WHAT THE TASK REQUIRES: The records below are to be reproduced word for word.

RECORDS SHOWN:
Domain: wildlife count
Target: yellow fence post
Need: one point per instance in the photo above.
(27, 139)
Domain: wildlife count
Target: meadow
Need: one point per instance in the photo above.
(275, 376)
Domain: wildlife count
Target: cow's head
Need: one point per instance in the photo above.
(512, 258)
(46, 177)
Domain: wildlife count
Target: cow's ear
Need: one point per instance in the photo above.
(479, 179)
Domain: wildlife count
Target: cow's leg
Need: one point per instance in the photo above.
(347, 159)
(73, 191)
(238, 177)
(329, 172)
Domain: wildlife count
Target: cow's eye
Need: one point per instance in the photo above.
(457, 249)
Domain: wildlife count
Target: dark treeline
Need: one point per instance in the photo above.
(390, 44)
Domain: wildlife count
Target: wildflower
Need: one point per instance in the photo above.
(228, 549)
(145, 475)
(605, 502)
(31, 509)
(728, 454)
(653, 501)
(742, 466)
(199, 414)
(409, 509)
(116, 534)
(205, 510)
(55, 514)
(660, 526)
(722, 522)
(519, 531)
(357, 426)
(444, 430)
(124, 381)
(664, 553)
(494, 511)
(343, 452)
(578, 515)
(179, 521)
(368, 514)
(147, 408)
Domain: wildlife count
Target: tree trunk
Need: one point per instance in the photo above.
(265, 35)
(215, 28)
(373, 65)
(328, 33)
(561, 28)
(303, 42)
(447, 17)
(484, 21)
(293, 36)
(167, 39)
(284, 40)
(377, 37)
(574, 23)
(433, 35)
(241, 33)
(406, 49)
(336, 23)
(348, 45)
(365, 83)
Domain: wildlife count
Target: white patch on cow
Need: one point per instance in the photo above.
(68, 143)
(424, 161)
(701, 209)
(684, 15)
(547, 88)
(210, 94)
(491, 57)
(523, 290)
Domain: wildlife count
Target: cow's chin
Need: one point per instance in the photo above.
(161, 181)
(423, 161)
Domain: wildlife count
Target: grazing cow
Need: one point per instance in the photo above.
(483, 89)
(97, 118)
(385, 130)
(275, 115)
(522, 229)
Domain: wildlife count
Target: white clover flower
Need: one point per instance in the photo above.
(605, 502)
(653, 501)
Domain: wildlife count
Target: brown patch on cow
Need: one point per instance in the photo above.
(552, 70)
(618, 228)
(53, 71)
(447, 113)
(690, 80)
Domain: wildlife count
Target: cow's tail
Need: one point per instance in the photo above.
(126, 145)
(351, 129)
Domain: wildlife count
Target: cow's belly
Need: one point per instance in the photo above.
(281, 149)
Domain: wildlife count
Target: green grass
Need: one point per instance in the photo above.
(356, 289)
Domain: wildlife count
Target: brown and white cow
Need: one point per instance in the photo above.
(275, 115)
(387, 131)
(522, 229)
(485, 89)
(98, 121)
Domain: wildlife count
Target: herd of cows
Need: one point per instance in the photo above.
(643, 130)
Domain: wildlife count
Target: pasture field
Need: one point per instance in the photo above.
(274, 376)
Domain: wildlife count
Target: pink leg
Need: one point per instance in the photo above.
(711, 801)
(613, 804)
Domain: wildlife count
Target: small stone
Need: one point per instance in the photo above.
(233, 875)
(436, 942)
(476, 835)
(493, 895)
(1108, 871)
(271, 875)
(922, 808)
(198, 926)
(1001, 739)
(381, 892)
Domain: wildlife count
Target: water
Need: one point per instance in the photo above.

REPLY TO THE TASK:
Domain: wildlife count
Target: yellow fence post
Need: one point per instance in the photo above.
(27, 139)
Domain: wildlife count
Target: meadow
Need: one point per instance in the photo above.
(275, 376)
Domain: wildlife count
Target: cow's head
Need: one point per instance in the photo above.
(512, 258)
(46, 177)
Domain: wildlife count
Target: cow's ear
Need: one point per instance in the photo above.
(479, 179)
Domain: wildlife count
Target: cow's leg
Need: one point per instance in the photo above.
(347, 159)
(73, 191)
(238, 177)
(329, 172)
Domain: wildlife count
Target: cow's eye
Need: one point per instance in the photo above.
(457, 249)
Domain: wildlife count
Target: dark treeline
Need: one point per instance in the photo above.
(390, 44)
Domain: wildlife count
Target: wildflower
Need: one point per instance in the photo above.
(228, 549)
(145, 475)
(605, 502)
(31, 509)
(728, 454)
(653, 501)
(742, 466)
(199, 414)
(409, 509)
(116, 534)
(205, 510)
(55, 514)
(660, 526)
(722, 522)
(519, 531)
(357, 426)
(444, 430)
(124, 381)
(664, 553)
(494, 511)
(343, 452)
(578, 515)
(179, 521)
(368, 514)
(147, 408)
Domain: wildlife count
Target: tree trunk
Need: one point per instance in the photo above.
(265, 35)
(215, 28)
(373, 65)
(328, 33)
(561, 28)
(303, 42)
(447, 17)
(484, 21)
(293, 36)
(167, 39)
(284, 40)
(377, 37)
(574, 23)
(433, 35)
(241, 33)
(406, 49)
(336, 23)
(348, 45)
(365, 83)
Domain: wildlife count
Target: white patch on cow
Need: one point per instance in the photo above.
(68, 143)
(424, 161)
(701, 209)
(684, 15)
(547, 88)
(210, 94)
(491, 57)
(523, 290)
Domain: wildlife count
Target: cow's chin
Need: one point per instance in the photo above.
(161, 181)
(423, 161)
Domain: wildlife count
Target: grazing cow
Need: one point per instance in the photo above.
(483, 89)
(97, 118)
(385, 130)
(275, 115)
(522, 229)
Domain: wildlife count
Target: white clover flower
Need: one point per instance in the photo above.
(605, 502)
(653, 501)
Domain: wildlife count
Target: brown patch on cow
Need: one point per instance in the photo above.
(552, 70)
(618, 228)
(53, 71)
(447, 113)
(690, 80)
Domain: wildlife count
Target: cow's tail
Need: one point per instance in the photo above.
(126, 145)
(351, 129)
Domain: wildlife count
Target: cow's belly
Need: one point per instance in the photo above.
(281, 149)
Domain: wildlife count
Target: green grass
Need: one point per instance in the photo above.
(356, 289)
Domain: wildlife count
Target: brown and white cow
Need: one point per instance in the photo above.
(275, 115)
(387, 131)
(522, 229)
(485, 89)
(98, 121)
Domain: wildlife count
Target: herd of cows
Need: one point per instance in the photo above.
(643, 130)
Domain: wildlife count
Target: pasture field
Need: one point per instance in the photo above.
(274, 376)
Domain: wildlife count
Target: pink leg
Need: one point per instance in the photo above.
(711, 801)
(613, 804)
Domain: wildlife count
Target: small stone
Need: one point per instance in the photo above.
(233, 875)
(436, 942)
(476, 835)
(493, 895)
(1108, 871)
(271, 875)
(922, 808)
(198, 926)
(1001, 739)
(381, 892)
Domain: wildlife count
Target: water
Need: one point per instance in the photo above.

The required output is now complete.